*Task directions:*
Can you retype the following lines word for word, with no character changed?
-- -- --
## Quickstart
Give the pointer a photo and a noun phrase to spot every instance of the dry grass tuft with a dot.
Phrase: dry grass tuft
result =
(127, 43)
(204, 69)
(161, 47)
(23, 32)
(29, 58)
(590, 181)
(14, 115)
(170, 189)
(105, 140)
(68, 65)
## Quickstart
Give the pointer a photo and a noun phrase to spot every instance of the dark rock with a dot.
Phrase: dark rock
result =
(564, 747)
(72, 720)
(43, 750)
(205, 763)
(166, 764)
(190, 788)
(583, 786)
-- -- --
*Solution to this task:*
## Quickstart
Give the pointer a photo and a noun phrase to spot every instance of the dry grass tuft with a dot.
Phrase: dry grass tuft
result =
(127, 43)
(204, 69)
(161, 47)
(23, 32)
(29, 58)
(590, 181)
(14, 115)
(170, 189)
(105, 140)
(68, 65)
## Quickstart
Give the pointer a photo and a noun phrase to spot every instance of the dark rock with a dot.
Phrase: dark rock
result =
(564, 747)
(72, 720)
(43, 750)
(205, 763)
(166, 764)
(190, 788)
(583, 786)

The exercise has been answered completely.